What to produce. Can you extract the passage of the Stephens City text that begins at the words "Demographics" and stops after "7.3% of the population.", word for word?

Reading passage.
#####
Summers are hot and humid; during this season, highs average in the upper 80s °F (lower 30s °C) and lows average in the upper 60s °F (lower 20s °C). The combination of heat and humidity in the summer brings very frequent thunderstorms, some of which occasionally produce tornadoes in the area. While hurricanes (or their remnants) occasionally track through the area in late summer and early fall, they have often weakened by the time they reach Stephens City, partly due to the city's far inland location.

The highest recorded temperature was  in 1988, while the lowest recorded temperature was  in 1983.

Demographics

As of the 2010 United States Census, the population of Stephens City was 1,829 people in 743 households, and 447 families residing in the town. The total showed an increase of 59.6% from 2000. The 2014 estimate placed the population at 1,921. The racial makeup of the town was 85.1% White, 7.1% African American, 0.4% Native American, 1.8% Asian, and 2.8% from other races. Hispanics or Latinos of any race were 7.3% of the population.

Of the 743 households in 2010, 28.8% had children under the age of 18 living with them, 38.5% were married couples living together, 14.4% had a female householder with no husband present, and 39.8% were non-families. 27.8% of all households were made up of individuals, and 24.1% had someone living alone who was 65 years of age or older. The average household size was 2.46 and the average family size was 3.06. The age distribution was 24.1% under 18, 9.2% from 18 to 24, 31.5% from 25 to 44, 24.3% from 45 to 64, and 10.9% who were 65 or older. The median age was 35.6 years. The median income for a household in the town was $51,944, and the median income for a family was $66,442. In 2009, employed males had a median income of $31,875 versus $35,461 for employed females. In 2009, the per capita income for the city was $20,581.

On the 2010 Census, residents self-identified with a variety of ethnic ancestries; the major categories reflect descendants of the settlers of the 18th and 19th centuries. People of German descent make up 20.4% of the population of the town, followed by Irish at 11.2%, English at 7.3%, Italian at 5.4%, Scotch-Irish at 3.4%, Polish at 2.5%, Scottish at 2.4%, Dutch at 2.2%, Danish at 1.2%, French at 1.2%, Swedish at 1.1%, Austrian at 0.9%, Portuguese at 0.5%, European at 0.4%, Russian at 0.4%, Welsh at 0.4%, British at 0.3%, Canadian at 0.3%, Croatian at 0.2%, Slovak at 0.2%, Subsaharan African at 0.2%, and French Canadian rounding out at 0.2%. 628 persons were of "other ancestries".

Economy
The economy of Stephens City features several industries. According to the 2000 United States Census, the industries in the town (by percentage of employed civilian population 16 years and over) were manufacturing at 20.4%, educational, health and social services with 19.9%, retail trade at 12.8%, arts, entertainment, recreation, accommodation and food services with 9.0%, construction at 8.0%, other services (except public administration) with 6.8%, transportation, warehousing, and utilities at 4.6%, public administration with 3.9%, professional, scientific, management, administrative, and waste management services at 3.7%, finance, insurance, real estate, and rental and leasing with 3.4%, wholesale trade at 3.4%, information with 2.2% and agriculture, forestry, fishing and hunting, and mining at 1.9%.
#####
Listed records.
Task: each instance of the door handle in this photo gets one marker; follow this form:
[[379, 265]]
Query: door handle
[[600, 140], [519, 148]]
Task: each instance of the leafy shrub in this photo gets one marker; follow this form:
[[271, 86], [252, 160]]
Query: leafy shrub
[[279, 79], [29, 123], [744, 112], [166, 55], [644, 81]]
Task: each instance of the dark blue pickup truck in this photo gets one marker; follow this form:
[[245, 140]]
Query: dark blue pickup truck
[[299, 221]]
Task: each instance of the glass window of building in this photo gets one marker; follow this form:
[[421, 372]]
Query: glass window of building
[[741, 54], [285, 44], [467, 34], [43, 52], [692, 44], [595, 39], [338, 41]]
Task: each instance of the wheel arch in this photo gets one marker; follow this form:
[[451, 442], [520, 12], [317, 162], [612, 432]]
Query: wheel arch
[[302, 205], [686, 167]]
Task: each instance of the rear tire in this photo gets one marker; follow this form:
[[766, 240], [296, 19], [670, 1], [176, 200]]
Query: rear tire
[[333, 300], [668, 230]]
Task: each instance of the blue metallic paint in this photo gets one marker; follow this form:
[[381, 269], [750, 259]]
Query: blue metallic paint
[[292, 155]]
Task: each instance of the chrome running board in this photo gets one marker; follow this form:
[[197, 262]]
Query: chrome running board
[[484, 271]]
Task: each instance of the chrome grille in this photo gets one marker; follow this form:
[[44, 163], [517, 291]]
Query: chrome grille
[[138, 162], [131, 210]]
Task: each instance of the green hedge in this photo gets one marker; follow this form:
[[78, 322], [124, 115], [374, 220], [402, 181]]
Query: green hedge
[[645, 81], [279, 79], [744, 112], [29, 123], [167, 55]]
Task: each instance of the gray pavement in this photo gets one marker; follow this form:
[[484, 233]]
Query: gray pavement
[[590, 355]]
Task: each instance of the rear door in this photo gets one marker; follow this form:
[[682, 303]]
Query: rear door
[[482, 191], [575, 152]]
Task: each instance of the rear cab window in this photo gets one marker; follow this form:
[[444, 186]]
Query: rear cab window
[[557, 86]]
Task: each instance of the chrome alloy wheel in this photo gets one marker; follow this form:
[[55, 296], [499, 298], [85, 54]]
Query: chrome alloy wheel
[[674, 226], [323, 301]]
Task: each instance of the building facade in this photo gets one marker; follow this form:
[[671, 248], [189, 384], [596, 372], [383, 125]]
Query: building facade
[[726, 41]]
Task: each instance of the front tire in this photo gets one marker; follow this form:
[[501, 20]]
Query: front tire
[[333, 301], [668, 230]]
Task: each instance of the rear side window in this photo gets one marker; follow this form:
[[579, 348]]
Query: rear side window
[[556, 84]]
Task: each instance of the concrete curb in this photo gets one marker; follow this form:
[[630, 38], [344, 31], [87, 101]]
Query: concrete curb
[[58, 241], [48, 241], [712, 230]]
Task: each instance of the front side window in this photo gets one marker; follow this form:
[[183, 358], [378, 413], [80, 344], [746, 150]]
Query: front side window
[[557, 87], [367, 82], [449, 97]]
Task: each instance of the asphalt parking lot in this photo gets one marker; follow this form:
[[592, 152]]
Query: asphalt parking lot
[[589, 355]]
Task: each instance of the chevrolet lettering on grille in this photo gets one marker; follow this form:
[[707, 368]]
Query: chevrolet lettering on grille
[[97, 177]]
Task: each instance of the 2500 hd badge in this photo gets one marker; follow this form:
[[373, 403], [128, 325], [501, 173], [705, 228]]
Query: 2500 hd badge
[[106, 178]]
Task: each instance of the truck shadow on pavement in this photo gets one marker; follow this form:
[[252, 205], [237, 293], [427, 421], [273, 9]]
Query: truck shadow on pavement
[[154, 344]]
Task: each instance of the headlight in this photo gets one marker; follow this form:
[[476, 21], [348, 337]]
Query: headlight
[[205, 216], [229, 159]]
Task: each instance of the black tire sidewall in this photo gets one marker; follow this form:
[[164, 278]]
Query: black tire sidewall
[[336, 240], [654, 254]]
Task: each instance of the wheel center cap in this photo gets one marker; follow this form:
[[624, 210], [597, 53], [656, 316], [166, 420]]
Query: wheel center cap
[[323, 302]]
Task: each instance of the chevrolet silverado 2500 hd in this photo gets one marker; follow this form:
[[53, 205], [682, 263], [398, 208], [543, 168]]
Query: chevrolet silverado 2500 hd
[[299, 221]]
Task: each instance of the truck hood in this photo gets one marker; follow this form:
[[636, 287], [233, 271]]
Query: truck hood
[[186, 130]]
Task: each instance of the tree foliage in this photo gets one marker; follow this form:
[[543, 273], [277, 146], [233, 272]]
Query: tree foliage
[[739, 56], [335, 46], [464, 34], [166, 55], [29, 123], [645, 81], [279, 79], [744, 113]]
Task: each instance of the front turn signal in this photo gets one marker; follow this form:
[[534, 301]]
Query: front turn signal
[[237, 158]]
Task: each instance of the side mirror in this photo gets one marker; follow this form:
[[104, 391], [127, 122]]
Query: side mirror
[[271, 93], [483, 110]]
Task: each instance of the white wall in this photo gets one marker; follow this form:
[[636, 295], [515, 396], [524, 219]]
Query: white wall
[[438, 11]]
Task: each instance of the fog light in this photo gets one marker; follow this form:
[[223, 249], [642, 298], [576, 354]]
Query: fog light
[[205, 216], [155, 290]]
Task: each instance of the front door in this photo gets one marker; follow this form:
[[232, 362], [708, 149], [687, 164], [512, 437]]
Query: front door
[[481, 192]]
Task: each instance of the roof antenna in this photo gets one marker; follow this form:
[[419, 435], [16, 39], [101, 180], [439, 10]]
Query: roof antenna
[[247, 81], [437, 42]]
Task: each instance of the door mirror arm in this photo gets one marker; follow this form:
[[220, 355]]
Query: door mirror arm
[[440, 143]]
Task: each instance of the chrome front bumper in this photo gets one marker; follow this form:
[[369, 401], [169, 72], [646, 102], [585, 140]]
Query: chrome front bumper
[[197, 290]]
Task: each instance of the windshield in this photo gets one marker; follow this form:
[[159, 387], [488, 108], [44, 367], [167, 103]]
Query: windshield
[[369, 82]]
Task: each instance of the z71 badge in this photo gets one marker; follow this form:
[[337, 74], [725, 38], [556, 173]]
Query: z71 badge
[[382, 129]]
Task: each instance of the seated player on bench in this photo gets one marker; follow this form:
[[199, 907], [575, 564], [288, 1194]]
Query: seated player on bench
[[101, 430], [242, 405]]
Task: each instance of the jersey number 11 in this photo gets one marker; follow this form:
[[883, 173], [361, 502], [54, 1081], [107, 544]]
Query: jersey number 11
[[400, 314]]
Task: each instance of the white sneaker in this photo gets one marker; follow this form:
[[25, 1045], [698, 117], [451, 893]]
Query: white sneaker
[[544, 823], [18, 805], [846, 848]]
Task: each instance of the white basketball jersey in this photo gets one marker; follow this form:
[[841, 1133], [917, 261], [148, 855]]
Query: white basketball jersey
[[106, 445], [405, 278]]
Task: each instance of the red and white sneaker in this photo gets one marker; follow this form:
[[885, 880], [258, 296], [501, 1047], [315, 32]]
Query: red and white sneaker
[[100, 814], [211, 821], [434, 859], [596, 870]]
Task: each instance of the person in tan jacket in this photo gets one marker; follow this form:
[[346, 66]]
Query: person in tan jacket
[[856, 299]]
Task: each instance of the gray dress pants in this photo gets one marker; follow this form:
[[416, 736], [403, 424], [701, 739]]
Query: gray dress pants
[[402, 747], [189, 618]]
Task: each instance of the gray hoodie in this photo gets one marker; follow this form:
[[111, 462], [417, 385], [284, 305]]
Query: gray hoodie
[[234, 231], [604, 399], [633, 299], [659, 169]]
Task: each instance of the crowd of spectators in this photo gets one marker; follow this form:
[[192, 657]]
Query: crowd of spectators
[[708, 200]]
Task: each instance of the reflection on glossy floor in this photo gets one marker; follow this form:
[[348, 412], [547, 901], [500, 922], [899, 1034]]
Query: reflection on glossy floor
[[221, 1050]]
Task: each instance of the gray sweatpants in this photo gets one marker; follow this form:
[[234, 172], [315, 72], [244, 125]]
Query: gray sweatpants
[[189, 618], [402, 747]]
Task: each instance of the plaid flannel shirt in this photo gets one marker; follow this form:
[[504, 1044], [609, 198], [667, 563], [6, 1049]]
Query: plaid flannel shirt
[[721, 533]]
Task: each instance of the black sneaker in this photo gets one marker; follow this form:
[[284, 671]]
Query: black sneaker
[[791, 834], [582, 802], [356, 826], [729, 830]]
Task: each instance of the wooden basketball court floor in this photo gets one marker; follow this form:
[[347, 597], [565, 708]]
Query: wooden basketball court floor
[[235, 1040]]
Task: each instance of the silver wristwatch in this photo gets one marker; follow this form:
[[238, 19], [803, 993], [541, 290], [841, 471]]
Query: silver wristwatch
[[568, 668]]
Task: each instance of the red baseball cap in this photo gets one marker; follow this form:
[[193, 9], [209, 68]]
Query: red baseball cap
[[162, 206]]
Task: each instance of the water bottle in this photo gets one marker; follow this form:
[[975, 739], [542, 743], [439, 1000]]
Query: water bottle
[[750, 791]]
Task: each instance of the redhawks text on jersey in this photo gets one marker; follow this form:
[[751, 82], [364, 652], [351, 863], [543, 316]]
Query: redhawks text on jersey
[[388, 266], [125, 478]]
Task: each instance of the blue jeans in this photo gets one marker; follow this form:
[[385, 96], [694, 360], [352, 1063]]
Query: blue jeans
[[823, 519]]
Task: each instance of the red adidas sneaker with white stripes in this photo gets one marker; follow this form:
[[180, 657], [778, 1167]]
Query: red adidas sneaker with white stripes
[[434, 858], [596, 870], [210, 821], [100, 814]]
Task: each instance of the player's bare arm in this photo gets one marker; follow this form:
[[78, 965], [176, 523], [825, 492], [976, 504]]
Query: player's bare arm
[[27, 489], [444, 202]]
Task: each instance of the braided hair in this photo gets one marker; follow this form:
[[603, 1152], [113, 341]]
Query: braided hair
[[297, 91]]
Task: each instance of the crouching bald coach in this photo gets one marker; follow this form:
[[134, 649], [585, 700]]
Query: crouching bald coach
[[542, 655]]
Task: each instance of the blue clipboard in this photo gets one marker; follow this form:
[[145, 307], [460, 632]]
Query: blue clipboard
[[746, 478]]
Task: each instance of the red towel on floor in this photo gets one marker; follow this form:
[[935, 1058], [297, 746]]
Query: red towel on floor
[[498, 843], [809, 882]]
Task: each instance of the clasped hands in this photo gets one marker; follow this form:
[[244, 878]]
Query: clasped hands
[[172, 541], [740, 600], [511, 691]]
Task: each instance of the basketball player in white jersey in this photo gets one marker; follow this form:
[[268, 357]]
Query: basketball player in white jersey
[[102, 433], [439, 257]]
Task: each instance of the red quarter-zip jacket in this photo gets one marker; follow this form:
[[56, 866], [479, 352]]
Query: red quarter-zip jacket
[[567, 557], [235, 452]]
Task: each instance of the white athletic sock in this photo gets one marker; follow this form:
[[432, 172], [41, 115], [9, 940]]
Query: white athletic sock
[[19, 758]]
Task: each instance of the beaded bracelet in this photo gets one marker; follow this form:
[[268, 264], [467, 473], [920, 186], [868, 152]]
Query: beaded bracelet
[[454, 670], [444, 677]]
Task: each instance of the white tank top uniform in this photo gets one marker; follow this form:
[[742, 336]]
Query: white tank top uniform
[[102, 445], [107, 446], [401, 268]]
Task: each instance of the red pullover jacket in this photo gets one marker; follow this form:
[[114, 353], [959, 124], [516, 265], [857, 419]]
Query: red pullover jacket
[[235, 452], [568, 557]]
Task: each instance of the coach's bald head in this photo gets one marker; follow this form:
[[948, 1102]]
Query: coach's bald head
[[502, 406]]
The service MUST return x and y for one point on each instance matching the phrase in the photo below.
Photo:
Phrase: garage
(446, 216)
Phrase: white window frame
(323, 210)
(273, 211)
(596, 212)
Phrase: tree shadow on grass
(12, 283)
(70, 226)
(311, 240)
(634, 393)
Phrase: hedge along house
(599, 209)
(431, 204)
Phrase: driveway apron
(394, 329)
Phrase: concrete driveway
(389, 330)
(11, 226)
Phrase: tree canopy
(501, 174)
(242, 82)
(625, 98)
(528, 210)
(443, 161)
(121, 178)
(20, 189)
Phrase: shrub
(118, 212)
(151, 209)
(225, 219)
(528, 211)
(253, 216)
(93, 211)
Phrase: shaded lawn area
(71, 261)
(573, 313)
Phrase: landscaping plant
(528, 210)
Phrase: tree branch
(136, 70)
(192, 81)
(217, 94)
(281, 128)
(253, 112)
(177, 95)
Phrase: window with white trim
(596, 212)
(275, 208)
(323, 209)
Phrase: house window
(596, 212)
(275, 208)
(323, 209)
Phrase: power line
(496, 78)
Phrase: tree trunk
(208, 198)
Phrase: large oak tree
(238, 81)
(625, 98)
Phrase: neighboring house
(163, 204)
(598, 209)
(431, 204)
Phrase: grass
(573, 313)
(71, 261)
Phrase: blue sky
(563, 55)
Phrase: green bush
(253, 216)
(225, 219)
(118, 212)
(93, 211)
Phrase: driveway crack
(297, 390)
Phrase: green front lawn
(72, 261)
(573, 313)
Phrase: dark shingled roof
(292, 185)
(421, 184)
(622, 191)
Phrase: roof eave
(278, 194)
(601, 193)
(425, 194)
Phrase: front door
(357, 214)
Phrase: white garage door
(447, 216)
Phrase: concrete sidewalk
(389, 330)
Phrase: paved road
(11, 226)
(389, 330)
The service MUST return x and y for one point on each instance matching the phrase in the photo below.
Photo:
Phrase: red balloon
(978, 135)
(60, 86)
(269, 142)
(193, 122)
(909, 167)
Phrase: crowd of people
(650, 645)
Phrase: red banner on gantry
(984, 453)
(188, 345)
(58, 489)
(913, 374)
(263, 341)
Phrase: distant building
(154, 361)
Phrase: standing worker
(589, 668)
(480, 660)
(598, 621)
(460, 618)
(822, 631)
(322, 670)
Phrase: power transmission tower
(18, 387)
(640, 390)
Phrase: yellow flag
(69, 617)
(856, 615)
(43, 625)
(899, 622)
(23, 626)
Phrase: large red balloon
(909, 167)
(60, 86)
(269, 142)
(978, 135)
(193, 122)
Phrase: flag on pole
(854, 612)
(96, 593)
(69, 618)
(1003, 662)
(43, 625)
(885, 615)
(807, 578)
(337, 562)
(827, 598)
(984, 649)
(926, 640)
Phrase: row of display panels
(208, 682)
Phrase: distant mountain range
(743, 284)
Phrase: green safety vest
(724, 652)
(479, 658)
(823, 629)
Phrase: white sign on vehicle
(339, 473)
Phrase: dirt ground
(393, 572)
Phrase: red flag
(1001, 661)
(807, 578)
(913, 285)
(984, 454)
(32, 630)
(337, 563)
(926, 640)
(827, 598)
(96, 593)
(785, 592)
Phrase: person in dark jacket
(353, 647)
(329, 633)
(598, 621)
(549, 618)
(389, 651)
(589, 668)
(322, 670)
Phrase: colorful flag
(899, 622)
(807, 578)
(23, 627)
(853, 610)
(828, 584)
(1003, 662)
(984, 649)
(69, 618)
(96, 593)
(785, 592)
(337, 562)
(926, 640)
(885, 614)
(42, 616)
#####
Response to the exercise.
Demographics

As of the 2010 United States Census, the population of Stephens City was 1,829 people in 743 households, and 447 families residing in the town. The total showed an increase of 59.6% from 2000. The 2014 estimate placed the population at 1,921. The racial makeup of the town was 85.1% White, 7.1% African American, 0.4% Native American, 1.8% Asian, and 2.8% from other races. Hispanics or Latinos of any race were 7.3% of the population.